Task item A:
Quote the Stockton Beach passage word for word, between "Lucas Gresham reckons" and "the beach shrinking.", inclusive.
Task item B:
Write the next part of the Stockton Beach passage, picking up after its final sentence.

Page extract:

--- START ---

As authorities search for long-term solutions, Stocktonians offer their own.
Lucas Gresham reckons about 3 million tonnes of sand lie off Nobbys; 900,000 tonnes of that could be scooped up and put on Stockton Beach to bolster its future. But, he adds, a series of groynes would need to be built to prevent sand being washed away.
Applying his perspective, Eric Pitt reckons the removal of vegetation from the dunes over the years contributed to the beach shrinking.
“You used to walk through about 100 yards of saltbush to get to the beach,” Pitt says. “Then you walked down the beach for 100 yards before you got to the water.”
Back at the Boatrowers Hotel, Stephen Rolston concedes, “I don’t know what they’re going to do to fix it, but they have to do something. If we didn’t have a seawall, Mitchell Street would be gone.”
George Holliday is on the frontline of the erosion issue. He lives just across from the beach, near the child care centre, at the north-eastern end of the suburb.
Walking his dog, Diver, along the beachfront, Holliday has observed the thousands of tonnes of sand that have been washed away, as the sea creeps ever closer.
“To see the amount gone in a short amount of time, it’s alarming,” he says.
As he observes what is happening to the beachfront, the 88-year-old does what he can to minimise the corrosive effects of the sea on his own property.
Each morning, Holliday is out with the garden hose. When the westerlies are blowing, it is to wash off coal dust carried over from Kooragang. But mostly he is watering his lawn, to remove the salty coating.
“If I miss a day, it’s bad,” Holliday says.
But no matter what the wind blows in, he couldn’t imagine living anywhere else.
When Holliday moved to Stockton about 15 years ago, he enthused to a neighbour, “Geez, it’s a beautiful spot”.
“Don’t tell anyone about it,” was the reply.
“I feel like that about Stockton now,” George Holliday muses. “But it’s going ahead now more than ever.”
LUCAS Gresham has put his money where his real estate agent’s mouth is.
He recently paid more than a million dollars for a beachfront house, which he is going to bulldoze to build a dream home for himself, his Stockton-born wife, Kayla, and their two small children.
He’s planning on going nowhere.
But Stockton, he says, is really going somewhere.
The commercial area, he predicts, will attract more boutique shops, more infrastructure will be built, and housing prices will keep climbing.

--- END ---

Recorded information:
--- START ---

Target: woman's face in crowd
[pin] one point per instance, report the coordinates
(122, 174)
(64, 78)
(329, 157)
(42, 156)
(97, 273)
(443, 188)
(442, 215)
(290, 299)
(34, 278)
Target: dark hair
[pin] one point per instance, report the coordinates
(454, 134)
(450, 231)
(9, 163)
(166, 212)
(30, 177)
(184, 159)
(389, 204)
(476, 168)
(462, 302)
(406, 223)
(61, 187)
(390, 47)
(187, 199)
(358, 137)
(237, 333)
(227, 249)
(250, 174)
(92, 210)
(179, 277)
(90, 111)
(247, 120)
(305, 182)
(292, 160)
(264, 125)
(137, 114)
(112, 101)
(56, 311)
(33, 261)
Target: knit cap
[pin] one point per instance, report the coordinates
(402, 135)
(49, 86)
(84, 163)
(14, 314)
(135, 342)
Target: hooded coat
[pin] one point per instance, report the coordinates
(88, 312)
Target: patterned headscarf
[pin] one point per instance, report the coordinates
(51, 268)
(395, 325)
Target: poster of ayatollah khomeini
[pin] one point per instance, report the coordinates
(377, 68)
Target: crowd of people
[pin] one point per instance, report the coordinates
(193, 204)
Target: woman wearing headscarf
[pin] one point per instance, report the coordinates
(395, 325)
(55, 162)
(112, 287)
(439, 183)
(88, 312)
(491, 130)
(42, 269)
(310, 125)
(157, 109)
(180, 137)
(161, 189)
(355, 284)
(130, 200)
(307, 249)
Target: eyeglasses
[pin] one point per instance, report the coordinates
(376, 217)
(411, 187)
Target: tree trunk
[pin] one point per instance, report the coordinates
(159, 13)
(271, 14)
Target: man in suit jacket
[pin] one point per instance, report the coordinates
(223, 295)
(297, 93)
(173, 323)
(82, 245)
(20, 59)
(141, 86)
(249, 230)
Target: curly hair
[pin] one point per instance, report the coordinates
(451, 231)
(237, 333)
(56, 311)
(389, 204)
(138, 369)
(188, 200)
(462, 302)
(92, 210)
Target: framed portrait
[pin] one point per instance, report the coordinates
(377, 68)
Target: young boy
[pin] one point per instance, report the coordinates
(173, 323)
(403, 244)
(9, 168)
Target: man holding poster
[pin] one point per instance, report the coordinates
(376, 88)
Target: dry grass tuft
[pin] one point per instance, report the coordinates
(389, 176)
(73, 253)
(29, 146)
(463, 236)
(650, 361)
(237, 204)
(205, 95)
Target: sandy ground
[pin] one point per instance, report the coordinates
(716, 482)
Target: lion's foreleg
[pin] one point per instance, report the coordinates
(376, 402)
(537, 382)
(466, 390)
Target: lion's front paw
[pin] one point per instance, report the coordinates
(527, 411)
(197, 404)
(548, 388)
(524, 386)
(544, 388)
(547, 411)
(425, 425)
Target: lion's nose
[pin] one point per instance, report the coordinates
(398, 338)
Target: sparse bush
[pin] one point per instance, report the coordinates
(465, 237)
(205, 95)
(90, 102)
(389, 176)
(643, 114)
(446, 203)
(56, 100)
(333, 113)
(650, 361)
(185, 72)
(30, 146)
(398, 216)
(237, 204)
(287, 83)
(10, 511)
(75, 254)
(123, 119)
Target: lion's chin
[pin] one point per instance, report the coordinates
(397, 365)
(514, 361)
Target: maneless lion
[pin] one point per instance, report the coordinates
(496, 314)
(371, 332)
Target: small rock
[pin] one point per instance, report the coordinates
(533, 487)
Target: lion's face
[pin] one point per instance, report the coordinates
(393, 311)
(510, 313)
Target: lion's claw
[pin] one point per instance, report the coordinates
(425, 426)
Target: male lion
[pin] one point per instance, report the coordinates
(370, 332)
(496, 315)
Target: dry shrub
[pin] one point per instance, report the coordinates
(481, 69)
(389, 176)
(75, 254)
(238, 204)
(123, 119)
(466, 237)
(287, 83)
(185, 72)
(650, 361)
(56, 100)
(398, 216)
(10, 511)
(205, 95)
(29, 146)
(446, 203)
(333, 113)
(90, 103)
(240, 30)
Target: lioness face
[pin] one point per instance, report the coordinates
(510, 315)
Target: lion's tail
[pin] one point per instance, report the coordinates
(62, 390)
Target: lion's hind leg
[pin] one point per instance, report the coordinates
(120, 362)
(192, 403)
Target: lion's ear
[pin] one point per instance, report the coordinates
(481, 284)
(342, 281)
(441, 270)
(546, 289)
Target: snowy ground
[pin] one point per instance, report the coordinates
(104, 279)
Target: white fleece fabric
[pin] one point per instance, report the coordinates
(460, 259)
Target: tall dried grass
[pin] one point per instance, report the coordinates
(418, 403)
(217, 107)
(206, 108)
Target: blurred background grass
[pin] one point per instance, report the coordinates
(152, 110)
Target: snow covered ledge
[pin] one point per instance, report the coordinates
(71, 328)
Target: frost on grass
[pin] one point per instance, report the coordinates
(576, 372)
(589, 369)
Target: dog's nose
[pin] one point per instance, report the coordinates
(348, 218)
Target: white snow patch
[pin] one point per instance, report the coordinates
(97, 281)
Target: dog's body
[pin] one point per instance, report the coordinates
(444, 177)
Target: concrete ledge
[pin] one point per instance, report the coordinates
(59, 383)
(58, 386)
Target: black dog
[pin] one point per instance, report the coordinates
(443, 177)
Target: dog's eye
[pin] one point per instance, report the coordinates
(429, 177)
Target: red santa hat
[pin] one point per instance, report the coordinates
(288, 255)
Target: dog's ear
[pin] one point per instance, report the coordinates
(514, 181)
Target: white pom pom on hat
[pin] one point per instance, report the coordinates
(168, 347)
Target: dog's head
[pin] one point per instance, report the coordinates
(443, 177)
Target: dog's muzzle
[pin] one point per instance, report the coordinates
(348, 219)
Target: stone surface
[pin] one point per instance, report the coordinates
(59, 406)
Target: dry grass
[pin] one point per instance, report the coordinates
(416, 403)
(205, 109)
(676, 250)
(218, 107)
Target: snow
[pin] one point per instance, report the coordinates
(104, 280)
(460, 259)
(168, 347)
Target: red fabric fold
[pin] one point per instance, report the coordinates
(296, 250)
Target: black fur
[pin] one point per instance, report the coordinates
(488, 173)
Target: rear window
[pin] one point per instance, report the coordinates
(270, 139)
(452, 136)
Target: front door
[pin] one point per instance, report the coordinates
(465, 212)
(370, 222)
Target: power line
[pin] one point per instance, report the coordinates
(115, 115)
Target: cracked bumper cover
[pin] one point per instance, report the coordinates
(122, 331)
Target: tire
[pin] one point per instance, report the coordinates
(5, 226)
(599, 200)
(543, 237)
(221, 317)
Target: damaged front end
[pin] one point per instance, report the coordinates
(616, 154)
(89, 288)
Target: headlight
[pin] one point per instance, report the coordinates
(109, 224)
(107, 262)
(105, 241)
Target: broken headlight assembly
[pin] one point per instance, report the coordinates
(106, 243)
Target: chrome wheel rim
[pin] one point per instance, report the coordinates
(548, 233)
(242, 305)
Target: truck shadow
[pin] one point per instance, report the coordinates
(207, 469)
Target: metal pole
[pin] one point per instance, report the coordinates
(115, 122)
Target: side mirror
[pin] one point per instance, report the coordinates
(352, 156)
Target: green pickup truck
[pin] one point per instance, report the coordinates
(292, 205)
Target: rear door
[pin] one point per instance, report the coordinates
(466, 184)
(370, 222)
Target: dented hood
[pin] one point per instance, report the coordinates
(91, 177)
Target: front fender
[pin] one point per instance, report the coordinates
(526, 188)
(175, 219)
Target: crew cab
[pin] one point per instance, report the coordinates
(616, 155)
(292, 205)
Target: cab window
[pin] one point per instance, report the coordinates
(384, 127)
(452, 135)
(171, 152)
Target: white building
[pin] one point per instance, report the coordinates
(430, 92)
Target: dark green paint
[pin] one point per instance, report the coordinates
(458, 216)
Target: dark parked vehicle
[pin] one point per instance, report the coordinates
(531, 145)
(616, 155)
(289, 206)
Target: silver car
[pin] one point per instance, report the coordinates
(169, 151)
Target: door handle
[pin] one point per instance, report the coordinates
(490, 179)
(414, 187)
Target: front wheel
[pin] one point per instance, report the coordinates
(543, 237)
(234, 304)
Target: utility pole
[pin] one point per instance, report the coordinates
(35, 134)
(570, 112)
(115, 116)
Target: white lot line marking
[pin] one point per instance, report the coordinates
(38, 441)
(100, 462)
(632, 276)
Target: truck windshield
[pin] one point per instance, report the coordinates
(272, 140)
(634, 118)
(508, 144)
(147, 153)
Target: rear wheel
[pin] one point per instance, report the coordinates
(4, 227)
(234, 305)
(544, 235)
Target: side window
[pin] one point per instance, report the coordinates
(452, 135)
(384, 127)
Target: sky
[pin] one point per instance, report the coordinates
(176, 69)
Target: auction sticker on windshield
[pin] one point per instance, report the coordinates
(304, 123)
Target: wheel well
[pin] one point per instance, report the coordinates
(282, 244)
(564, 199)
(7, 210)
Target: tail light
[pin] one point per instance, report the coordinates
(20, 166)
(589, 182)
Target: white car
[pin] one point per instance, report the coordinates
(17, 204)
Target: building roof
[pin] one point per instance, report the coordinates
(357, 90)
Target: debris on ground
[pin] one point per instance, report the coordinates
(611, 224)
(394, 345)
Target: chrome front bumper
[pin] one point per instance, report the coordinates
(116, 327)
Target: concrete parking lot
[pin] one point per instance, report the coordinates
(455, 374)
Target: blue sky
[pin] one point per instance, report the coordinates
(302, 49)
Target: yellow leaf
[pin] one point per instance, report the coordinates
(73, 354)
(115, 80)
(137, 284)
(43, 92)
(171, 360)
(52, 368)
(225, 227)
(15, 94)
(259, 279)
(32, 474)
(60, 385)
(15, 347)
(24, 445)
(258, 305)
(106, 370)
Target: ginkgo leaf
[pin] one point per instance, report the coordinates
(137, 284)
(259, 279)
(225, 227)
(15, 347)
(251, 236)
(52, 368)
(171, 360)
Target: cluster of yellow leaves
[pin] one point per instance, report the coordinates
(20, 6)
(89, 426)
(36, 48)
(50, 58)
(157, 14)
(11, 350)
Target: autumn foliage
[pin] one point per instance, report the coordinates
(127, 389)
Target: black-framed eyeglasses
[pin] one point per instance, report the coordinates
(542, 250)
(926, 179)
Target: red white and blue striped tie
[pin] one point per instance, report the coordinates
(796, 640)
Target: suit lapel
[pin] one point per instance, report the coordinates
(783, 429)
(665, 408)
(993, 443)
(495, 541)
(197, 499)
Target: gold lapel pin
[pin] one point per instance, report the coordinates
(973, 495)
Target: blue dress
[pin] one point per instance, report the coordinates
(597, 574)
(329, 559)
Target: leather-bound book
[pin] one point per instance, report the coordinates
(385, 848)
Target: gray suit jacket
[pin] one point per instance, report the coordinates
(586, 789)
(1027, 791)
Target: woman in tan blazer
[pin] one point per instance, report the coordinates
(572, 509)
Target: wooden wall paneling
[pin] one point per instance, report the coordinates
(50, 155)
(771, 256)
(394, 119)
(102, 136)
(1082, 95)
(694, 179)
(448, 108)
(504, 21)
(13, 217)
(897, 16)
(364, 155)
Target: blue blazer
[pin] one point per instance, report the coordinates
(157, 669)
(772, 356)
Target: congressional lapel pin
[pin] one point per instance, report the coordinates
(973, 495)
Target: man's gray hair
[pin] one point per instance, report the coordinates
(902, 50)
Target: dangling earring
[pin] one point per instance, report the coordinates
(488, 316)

--- END ---

Response box A:
Lucas Gresham reckons about 3 million tonnes of sand lie off Nobbys; 900,000 tonnes of that could be scooped up and put on Stockton Beach to bolster its future. But, he adds, a series of groynes would need to be built to prevent sand being washed away.
Applying his perspective, Eric Pitt reckons the removal of vegetation from the dunes over the years contributed to the beach shrinking.

Response box B:
“I truly, truly believe the highest median price for housing in the whole of Newcastle by 2025 will be Stockton,” Gresham asserts.
AS she takes me on a walking tour of Stockton, the historical society’s Irene Butterworth outlines some of the physical changes to her suburb: the hotels and wharves that have disappeared; the site of the old coal mine, where 11 men lost their lives in a disaster in 1896 and who are memorialised with gateposts at Lynn Oval; the World War Two battery converted into makeshift housing by local families when the guns fell silent.
And she points out where we’re walking along the foreshore was water when she was a girl; the harbour deepening projects had meant Stockton’s southern shoreline had grown, as the spoil was deposited.
“It’s a lot nearer than it used to be,” she says, pointing over to Newcastle, “before all this was reclaimed.”
The influence of a changing Newcastle is affecting Stockton. Butterworth gestures to the full car park at the ferry terminal, and the clogged streets nearby.
With shrinking opportunities for parking over there, she explains, more and more commuters are leaving their cars here and catching the ferry across.
Yet by virtue of its position, Stockton retains the look and feel of a maritime community.
You can look down streets and lanes and see ships sliding by, and on the breakwater remains the rusting warning of the perils of the sea, with the wreck of the sailing ship Adolphe.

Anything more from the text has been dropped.